Extracted data —
▬▬▬▬▬▬▬▬▬▬
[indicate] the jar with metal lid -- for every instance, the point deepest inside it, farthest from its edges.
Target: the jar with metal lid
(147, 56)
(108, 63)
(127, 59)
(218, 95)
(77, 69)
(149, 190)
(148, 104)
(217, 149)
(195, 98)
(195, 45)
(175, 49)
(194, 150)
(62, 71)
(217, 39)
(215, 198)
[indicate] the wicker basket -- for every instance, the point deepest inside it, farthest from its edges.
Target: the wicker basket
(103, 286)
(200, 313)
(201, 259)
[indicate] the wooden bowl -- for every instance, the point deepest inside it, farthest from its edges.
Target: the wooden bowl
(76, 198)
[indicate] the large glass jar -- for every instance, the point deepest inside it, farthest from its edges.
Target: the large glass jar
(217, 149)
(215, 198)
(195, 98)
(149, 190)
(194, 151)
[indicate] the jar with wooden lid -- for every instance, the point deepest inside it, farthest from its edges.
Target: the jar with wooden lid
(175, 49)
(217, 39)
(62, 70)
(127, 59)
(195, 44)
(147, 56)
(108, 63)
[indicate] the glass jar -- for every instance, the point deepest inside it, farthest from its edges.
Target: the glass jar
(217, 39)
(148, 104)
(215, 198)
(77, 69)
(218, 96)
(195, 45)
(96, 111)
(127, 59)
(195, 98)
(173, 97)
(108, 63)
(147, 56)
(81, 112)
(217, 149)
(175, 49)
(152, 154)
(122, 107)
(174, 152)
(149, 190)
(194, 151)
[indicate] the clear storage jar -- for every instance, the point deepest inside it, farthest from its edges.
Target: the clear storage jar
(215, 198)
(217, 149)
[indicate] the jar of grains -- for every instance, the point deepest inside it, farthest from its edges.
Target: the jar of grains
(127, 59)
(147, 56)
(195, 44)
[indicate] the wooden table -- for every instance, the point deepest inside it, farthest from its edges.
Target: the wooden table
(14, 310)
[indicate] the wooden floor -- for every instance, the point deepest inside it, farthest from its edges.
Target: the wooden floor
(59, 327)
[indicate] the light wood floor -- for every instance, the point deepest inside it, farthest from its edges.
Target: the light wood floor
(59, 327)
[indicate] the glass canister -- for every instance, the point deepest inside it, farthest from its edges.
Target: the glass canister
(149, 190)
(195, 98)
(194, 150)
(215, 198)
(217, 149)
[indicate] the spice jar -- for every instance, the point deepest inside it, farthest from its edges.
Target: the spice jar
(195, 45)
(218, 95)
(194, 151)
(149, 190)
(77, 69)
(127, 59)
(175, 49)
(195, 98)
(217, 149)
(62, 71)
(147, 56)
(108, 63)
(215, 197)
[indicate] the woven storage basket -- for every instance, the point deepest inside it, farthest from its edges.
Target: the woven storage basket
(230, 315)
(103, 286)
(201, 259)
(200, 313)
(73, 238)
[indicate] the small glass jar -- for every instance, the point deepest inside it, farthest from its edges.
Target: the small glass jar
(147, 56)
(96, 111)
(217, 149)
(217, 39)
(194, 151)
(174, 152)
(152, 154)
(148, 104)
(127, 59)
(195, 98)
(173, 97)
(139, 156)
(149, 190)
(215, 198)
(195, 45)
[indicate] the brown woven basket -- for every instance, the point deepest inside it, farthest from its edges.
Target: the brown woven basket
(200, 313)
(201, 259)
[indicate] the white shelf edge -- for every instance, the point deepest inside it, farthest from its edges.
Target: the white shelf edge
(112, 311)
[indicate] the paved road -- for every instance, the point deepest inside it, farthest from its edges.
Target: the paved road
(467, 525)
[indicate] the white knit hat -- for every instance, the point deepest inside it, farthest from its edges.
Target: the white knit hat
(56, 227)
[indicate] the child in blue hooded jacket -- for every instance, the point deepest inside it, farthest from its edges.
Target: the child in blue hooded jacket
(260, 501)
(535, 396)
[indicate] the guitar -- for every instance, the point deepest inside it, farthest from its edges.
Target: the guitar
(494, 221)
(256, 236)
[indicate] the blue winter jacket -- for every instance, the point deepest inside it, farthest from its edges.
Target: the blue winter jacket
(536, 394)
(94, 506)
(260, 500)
▬▬▬▬▬▬▬▬▬▬
Task details —
Give the listing above again in full, with no word altered.

Result —
[indicate] the jar with metal lid -- for every instance, the point deepest inside it, farthest from its edges.
Target: the jar with metal lid
(147, 56)
(108, 63)
(127, 59)
(218, 95)
(77, 69)
(149, 190)
(148, 104)
(217, 149)
(195, 98)
(195, 45)
(175, 49)
(194, 150)
(62, 71)
(217, 39)
(215, 198)
[indicate] the wicker basket -- for every instance, the point deepest inside it, farthest from its edges.
Target: the wicker basket
(103, 286)
(200, 313)
(201, 259)
[indicate] the wooden bowl -- for every instance, the point deepest inside it, farthest from its edges.
Target: the wooden bowl
(76, 198)
[indicate] the large glass jar -- for every instance, the point deepest inside it, farthest from its edges.
Target: the large glass jar
(217, 149)
(215, 198)
(195, 98)
(149, 190)
(194, 151)
[indicate] the jar with wooden lid -- for every instance, the point deepest inside it, farthest from its edges.
Target: the jar with wooden lid
(175, 49)
(217, 39)
(62, 70)
(127, 59)
(195, 44)
(147, 56)
(108, 63)
[indicate] the glass jar -- for every instance, the point deepest inside it, farthest from its edges.
Target: the glass jar
(217, 39)
(148, 104)
(215, 198)
(77, 69)
(218, 96)
(195, 45)
(96, 111)
(127, 59)
(195, 98)
(173, 97)
(108, 63)
(147, 56)
(81, 112)
(217, 149)
(175, 49)
(152, 154)
(122, 107)
(174, 152)
(149, 190)
(194, 151)
[indicate] the clear storage jar -- for every instance, the point deepest inside it, farthest from its edges.
Target: the clear storage jar
(215, 198)
(217, 149)
[indicate] the jar of grains -- for every instance, the point deepest inside it, farthest from its edges.
Target: the jar of grains
(127, 59)
(147, 56)
(195, 44)
[indicate] the wooden table -- for every instance, the point deepest inside it, farthest from its edges.
Target: the wooden table
(14, 310)
[indicate] the wooden floor -- for every instance, the point deepest inside it, farthest from its edges.
Target: the wooden floor
(59, 327)
[indicate] the light wood floor -- for every instance, the point deepest inside it, farthest from its edges.
Target: the light wood floor
(59, 327)
[indicate] the glass canister -- for every instance, the point deepest inside it, farthest from its edges.
Target: the glass canister
(149, 190)
(195, 98)
(194, 150)
(215, 198)
(217, 149)
[indicate] the spice jar -- for every instance, the point deepest inside it, farthest from its edges.
Target: the spice jar
(195, 45)
(218, 95)
(194, 151)
(149, 190)
(77, 69)
(127, 59)
(175, 49)
(195, 98)
(217, 149)
(62, 71)
(147, 56)
(108, 63)
(215, 197)
[indicate] the woven storage basket -- for every instance, the point deepest inside it, farthest from its edges.
Target: the woven storage basket
(230, 315)
(103, 286)
(201, 259)
(200, 313)
(73, 238)
[indicate] the small glass jar -- for every instance, the point deepest inside it, farthest from its edges.
Target: the small glass jar
(147, 56)
(96, 111)
(217, 149)
(217, 39)
(194, 151)
(174, 152)
(152, 154)
(148, 104)
(127, 59)
(195, 98)
(173, 97)
(139, 156)
(149, 190)
(215, 198)
(195, 45)
[indicate] the brown woven basket -- for every instance, the point deepest inside it, farthest from its edges.
Target: the brown woven basket
(200, 313)
(201, 259)
[indicate] the white shelf edge -- for every instance, the point deepest inside it, farthest from its edges.
Target: the white shelf edge
(112, 311)
[indicate] the paved road -- for every instance, the point deepest inside it, farthest from its edges.
Target: the paved road
(467, 525)
[indicate] the white knit hat -- for every instance, the point deepest inside it, farthest from its edges.
Target: the white knit hat
(56, 227)
[indicate] the child in blue hooded jacket -- for every instance, the point deepest inside it, farthest from its edges.
Target: the child in blue hooded jacket
(260, 501)
(535, 396)
[indicate] the guitar -- for every instance, the point deepest inside it, farthest from its edges.
Target: the guitar
(494, 221)
(256, 236)
[indicate] the blue winter jacket -- for every instance, the point deepest inside it, farthest from its edges.
Target: the blue winter jacket
(536, 394)
(94, 506)
(260, 500)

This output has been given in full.